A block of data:
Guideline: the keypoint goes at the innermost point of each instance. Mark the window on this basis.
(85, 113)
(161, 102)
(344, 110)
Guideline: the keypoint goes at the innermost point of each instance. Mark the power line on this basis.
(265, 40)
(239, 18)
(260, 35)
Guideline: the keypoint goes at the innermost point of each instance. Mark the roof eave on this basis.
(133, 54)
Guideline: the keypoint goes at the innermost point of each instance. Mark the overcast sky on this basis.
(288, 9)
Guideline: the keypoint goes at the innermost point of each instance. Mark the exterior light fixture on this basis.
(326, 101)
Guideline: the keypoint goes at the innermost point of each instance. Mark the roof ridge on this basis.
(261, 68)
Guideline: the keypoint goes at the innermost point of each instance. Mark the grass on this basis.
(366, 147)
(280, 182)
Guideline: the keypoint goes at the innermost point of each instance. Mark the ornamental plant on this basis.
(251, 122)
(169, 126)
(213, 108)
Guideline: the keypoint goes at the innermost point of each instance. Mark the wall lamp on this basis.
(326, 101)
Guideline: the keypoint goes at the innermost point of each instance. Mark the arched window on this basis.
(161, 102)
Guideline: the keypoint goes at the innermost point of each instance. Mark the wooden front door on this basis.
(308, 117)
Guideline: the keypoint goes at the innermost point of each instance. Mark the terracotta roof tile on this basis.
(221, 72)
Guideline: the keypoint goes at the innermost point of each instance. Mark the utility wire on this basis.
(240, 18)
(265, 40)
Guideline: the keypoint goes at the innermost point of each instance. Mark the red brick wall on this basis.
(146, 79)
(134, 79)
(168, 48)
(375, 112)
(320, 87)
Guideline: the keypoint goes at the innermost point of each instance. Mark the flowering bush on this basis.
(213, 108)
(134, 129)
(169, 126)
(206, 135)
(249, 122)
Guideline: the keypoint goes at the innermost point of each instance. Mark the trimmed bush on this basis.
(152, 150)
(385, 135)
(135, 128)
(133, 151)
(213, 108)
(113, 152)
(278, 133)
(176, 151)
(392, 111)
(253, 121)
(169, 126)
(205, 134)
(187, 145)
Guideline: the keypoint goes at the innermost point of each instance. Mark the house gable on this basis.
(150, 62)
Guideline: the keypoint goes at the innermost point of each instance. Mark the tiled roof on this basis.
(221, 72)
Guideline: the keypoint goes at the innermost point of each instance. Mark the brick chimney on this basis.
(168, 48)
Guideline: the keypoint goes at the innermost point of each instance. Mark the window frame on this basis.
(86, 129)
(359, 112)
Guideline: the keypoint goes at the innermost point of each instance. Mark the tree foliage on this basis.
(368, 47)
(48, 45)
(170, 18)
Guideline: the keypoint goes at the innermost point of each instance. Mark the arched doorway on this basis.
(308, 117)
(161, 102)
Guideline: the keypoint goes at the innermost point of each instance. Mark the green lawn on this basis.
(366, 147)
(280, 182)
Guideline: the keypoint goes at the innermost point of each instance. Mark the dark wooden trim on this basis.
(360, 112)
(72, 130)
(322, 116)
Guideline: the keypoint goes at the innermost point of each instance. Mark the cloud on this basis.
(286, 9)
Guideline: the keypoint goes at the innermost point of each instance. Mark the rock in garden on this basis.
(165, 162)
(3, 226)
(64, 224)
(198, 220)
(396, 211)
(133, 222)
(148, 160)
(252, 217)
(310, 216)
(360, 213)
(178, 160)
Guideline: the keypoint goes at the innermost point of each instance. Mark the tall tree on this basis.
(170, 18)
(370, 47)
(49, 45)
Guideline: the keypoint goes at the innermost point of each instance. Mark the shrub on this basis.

Problem to solve: Print every line of the records above again, keeping each one word for word and in its original order.

In response:
Guideline: the keypoint goes at the innermost point of each instance. Mark the window on this basis.
(85, 113)
(161, 102)
(344, 110)
Guideline: the keypoint goes at the innermost point of each instance. Mark the power line on this basis.
(265, 40)
(239, 18)
(260, 35)
Guideline: the keypoint goes at the innermost point of each instance. Mark the roof eave on this basis.
(133, 54)
Guideline: the keypoint goes at the innermost point of each instance. Mark the overcast sky on this basis.
(288, 9)
Guideline: the keypoint goes at the innermost point of each instance. Mark the exterior light fixture on this basis.
(326, 101)
Guideline: the keypoint goes at the innermost point of each instance. Mark the roof ridge on this basis.
(261, 68)
Guideline: the keypoint goes at the innermost point of each instance. Mark the grass on this basis.
(366, 147)
(280, 182)
Guideline: the keypoint goes at the innermost point of each instance. Mark the ornamental plant on this basis.
(251, 122)
(169, 126)
(213, 108)
Guideline: the keypoint goes at the innermost point of each instance. Mark the wall lamp on this basis.
(326, 101)
Guideline: the keypoint goes at the innermost point of each instance. Mark the arched window on this basis.
(161, 102)
Guideline: the keypoint goes at the innermost point of each instance. Mark the wooden front door on this basis.
(308, 117)
Guideline: the keypoint goes at the innermost point of each instance. Mark the terracotta roof tile on this basis.
(221, 72)
Guideline: the keypoint goes at the innermost point of each instance. Mark the utility wire on this basis.
(240, 18)
(265, 40)
Guideline: the keypoint goes at the innermost point of each instance. Mark the red brick wall on this basis.
(146, 79)
(134, 79)
(168, 48)
(375, 112)
(320, 87)
Guideline: the keypoint goes at the innermost point of each instance. Mark the flowering bush on this basis.
(213, 108)
(134, 129)
(169, 126)
(206, 135)
(249, 122)
Guideline: the keypoint goes at the innermost point of each instance. Mark the trimmed bush on this basis.
(152, 150)
(385, 135)
(135, 128)
(133, 151)
(213, 108)
(113, 152)
(278, 133)
(176, 151)
(392, 111)
(253, 121)
(169, 126)
(205, 134)
(187, 145)
Guideline: the keypoint goes at the innermost point of each instance. Mark the house gable on this basis.
(150, 62)
Guideline: the keypoint goes at the innermost point of each instance. Mark the tiled roof on this basis.
(221, 72)
Guideline: the keypoint goes at the innermost point of each instance. Mark the brick chimney on this basis.
(168, 48)
Guideline: the keypoint goes at the innermost point of each instance. Mark the window frame on this basis.
(86, 129)
(359, 112)
Guideline: the keypoint goes at the innermost point of each instance. Mark the tree foliage on this basis.
(368, 47)
(48, 45)
(170, 18)
Guideline: the keypoint goes at the innermost point of each instance. Mark the arched doorway on this basis.
(308, 117)
(161, 102)
Guideline: the keypoint goes at the innermost point of each instance. Mark the green lawn on this basis.
(366, 147)
(280, 182)
Guideline: the keypoint goes at the innermost point of each instance. Mark the dark wooden trim on this basis.
(360, 112)
(72, 130)
(322, 116)
Guideline: the keypoint goes at the innermost point of each instance. Mark the cloud on this basis.
(286, 9)
Guideline: the keypoint goes at the innermost point of each instance. Mark the rock in garden on this basis.
(165, 162)
(3, 226)
(64, 224)
(198, 220)
(396, 211)
(133, 222)
(148, 160)
(252, 217)
(310, 216)
(360, 213)
(178, 160)
Guideline: the keypoint goes at the innermost point of each instance. Mark the tall tree on this basis.
(170, 18)
(370, 47)
(49, 45)
Guideline: the keypoint goes at the innermost point of each instance. Mark the shrub on this basis.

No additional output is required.